• _Exercise set_
1/ Decide whether each statement below agrees with the passage on linear functions, answering yes or no and quoting the words from the passage that decide it. (a) The research paper cited was written by eight computer scientists. (b) Google's PageRank algorithm relies on a publicly shared taxonomy. (c) A smaller universe of words is better for the model.
2/ Translate this sentence from the passage on linear functions into Spanish: "GenAI models have taken what search engines do to the next level."

• _Exercise text_
-------------------------
It is all about linear functions

 In fact, the larger the universe of words, the better it is for the model because it has a higher probability of finding consistent usage, something that basic statistics teaches us. Dr Nivash Jeevanandam, in ‘AI Insights – unlocking the mystery of large language modelling’, (https://indiaai.gov.in/article/unlocking-the-mystery-how-language-models-retrieve-knowledge), refers to a research paper by eight computer scientists titled ‘Linearity of Relation Decoding in Transformer Language Models’ (https://arxiv.org/pdf/2308.09124.pdf), which observes that LLMs like ChatGPT are based on “a straightforward linear function  to retrieve and interpret stored information”.

As Jeevandam explains, “Linear functions are mathematical expressions that represent a direct relationship between two variables without including exponents and with only two variables”. Since the universe of words on the internet is literally limitless, the use of taxonomy (basis of classification) is mandatory to facilitate the retrieval and interpretation process, which means looking for comparable categories of information.

How information is stored

Most of you must now be familiar with neural networks, used to describe LLMs, called transformer models by some, but basically an attempt to compare such models to the human brain which consists of billions of interconnected nodes, or neurons, organized into multiple layers and used to encode and process data. Explaining how such models work, Lanier says: “As a transformer develops expertise, it stores information on a specific subject over numerous levels. If a user inquires about the subject, the model must decode the most relevant fact to respond to the query”.

GenAI models have taken what search engines do to the next level. Google’s famous PageRank algorithm, like others, is based on a certain proprietary taxonomy and indexing, which facilitates faster and relevant results. Competition among GenAI models is effectively a competition among these techniques and modelling.
-------------------------
Point-per-instance localization data:
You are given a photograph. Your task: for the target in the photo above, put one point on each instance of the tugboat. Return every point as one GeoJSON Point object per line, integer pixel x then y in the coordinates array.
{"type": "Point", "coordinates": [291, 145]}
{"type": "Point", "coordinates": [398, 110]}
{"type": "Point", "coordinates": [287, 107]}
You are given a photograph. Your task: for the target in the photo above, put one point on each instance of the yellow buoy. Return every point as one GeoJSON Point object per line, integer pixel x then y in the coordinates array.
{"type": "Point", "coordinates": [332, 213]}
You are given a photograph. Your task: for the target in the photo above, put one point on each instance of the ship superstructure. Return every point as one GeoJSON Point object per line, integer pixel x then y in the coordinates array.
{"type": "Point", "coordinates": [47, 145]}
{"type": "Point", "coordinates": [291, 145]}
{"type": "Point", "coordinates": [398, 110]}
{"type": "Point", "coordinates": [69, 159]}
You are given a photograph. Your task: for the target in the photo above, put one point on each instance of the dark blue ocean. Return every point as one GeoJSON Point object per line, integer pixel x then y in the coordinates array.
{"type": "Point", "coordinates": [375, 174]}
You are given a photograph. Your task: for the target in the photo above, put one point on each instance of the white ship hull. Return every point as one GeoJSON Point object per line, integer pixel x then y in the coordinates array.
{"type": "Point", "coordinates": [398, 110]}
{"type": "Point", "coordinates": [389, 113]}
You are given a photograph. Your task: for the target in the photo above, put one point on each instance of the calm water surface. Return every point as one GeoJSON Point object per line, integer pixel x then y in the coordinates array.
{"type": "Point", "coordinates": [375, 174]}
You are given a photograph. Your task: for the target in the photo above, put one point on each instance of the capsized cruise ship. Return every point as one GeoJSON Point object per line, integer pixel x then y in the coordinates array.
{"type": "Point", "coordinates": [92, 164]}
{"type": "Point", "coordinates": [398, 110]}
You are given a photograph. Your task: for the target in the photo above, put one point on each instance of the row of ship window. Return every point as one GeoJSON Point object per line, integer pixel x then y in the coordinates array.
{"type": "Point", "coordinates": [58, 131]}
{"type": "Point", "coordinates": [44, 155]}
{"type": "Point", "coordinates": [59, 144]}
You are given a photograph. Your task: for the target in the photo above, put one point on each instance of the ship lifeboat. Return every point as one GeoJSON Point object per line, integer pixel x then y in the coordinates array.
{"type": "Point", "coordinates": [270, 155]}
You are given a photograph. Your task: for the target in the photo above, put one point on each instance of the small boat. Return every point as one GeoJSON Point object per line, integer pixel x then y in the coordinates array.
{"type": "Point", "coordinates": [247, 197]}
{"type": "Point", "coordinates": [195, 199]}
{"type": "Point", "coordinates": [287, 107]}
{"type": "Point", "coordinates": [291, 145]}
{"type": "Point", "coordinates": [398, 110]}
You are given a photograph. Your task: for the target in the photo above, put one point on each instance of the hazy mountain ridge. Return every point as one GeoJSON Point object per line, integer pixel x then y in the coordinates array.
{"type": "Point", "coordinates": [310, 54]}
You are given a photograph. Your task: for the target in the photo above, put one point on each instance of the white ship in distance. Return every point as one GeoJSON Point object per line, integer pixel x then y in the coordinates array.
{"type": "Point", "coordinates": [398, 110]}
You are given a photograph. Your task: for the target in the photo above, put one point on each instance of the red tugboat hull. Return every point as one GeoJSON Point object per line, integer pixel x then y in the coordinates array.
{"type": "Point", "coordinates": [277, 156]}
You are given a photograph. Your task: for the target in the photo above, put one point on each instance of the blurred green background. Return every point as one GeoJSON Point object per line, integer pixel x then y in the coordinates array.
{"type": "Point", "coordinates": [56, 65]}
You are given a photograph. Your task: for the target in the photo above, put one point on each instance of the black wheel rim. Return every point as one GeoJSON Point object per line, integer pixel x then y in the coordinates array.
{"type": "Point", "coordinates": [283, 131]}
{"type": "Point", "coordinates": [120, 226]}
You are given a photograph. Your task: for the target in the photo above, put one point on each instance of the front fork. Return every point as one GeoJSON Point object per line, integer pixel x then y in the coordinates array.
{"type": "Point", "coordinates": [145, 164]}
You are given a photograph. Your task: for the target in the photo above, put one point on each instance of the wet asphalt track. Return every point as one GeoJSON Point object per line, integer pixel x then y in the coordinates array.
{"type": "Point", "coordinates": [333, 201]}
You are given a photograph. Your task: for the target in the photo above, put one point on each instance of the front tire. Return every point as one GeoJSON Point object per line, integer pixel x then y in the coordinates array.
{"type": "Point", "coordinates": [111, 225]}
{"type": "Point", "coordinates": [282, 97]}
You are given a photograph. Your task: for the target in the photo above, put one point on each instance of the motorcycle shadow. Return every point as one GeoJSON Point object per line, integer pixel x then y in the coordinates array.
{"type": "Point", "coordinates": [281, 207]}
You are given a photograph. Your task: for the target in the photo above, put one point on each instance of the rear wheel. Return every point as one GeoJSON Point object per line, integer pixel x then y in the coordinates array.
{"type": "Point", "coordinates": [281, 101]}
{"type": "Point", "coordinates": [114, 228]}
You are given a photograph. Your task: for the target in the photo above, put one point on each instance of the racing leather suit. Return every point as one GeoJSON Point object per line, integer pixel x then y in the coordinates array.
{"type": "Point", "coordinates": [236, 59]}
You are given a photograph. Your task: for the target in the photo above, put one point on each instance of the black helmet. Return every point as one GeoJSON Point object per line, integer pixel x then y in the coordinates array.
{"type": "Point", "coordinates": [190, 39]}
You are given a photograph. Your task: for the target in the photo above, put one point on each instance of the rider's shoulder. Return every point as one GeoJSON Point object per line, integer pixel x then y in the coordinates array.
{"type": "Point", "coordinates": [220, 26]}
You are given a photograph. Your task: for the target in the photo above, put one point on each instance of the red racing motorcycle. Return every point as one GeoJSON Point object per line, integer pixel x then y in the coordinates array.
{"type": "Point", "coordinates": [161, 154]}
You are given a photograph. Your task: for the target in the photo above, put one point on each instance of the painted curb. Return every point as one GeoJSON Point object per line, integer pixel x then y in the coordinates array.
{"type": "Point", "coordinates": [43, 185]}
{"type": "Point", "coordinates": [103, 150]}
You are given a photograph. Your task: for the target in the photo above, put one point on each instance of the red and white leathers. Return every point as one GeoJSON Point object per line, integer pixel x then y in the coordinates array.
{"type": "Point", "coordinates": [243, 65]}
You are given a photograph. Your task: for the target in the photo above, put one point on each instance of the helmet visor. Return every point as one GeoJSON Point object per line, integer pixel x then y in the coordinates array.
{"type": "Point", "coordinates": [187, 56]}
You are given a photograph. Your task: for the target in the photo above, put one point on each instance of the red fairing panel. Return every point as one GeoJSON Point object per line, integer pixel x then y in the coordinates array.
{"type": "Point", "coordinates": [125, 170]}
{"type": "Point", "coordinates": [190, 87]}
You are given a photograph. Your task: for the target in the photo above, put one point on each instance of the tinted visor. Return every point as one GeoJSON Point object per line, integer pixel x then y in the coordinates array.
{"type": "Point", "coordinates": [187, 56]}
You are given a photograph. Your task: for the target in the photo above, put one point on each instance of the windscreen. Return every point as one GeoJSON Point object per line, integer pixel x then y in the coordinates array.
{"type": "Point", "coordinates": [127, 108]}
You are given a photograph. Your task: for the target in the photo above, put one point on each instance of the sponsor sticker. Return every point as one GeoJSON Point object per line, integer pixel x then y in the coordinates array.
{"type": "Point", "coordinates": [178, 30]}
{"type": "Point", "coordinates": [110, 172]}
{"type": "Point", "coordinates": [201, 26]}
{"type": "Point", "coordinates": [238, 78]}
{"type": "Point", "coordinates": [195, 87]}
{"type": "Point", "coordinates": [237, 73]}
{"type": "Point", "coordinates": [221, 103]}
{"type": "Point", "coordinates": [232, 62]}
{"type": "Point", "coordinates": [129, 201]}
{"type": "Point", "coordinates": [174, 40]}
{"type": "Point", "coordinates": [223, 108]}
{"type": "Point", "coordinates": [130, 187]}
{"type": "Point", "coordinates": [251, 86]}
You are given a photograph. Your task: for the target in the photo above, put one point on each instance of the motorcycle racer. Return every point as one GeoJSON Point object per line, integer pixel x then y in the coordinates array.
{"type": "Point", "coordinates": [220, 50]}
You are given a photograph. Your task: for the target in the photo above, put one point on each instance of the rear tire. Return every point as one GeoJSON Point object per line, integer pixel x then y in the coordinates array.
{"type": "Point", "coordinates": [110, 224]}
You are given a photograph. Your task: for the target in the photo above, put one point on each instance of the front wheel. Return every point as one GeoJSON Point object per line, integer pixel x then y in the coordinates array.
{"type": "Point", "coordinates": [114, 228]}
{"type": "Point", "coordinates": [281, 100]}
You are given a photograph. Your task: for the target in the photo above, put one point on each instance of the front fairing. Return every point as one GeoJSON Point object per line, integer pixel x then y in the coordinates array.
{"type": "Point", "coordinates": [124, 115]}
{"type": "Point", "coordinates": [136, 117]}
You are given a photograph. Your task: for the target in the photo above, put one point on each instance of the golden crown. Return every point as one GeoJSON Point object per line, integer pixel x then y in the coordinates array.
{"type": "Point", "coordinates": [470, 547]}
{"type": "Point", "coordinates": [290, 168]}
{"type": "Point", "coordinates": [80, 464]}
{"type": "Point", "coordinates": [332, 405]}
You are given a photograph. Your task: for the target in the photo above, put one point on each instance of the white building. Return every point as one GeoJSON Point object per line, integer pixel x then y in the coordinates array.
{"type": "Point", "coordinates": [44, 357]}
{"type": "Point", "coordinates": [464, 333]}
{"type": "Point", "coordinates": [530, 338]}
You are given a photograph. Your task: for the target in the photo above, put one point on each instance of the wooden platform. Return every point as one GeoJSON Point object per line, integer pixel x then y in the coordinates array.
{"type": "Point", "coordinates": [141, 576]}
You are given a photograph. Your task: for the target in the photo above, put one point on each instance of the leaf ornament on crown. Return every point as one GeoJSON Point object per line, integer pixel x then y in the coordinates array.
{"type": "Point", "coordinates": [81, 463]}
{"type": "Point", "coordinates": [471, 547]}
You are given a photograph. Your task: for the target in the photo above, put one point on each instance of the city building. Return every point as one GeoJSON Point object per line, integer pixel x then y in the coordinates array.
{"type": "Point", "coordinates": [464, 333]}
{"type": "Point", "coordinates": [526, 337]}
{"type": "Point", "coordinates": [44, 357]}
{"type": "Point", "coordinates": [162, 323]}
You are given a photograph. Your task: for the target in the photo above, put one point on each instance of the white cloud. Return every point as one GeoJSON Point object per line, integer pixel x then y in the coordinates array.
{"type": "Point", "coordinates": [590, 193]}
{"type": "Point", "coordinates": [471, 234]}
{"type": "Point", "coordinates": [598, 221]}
-------------------------
• _Expected results_
1/
(a) Yes: "a research paper by eight computer scientists"
(b) No: "based on a certain proprietary taxonomy and indexing"
(c) No: "the larger the universe of words, the better it is for the model"

2/ Los modelos de GenAI han llevado lo que hacen los motores de búsqueda al siguiente nivel.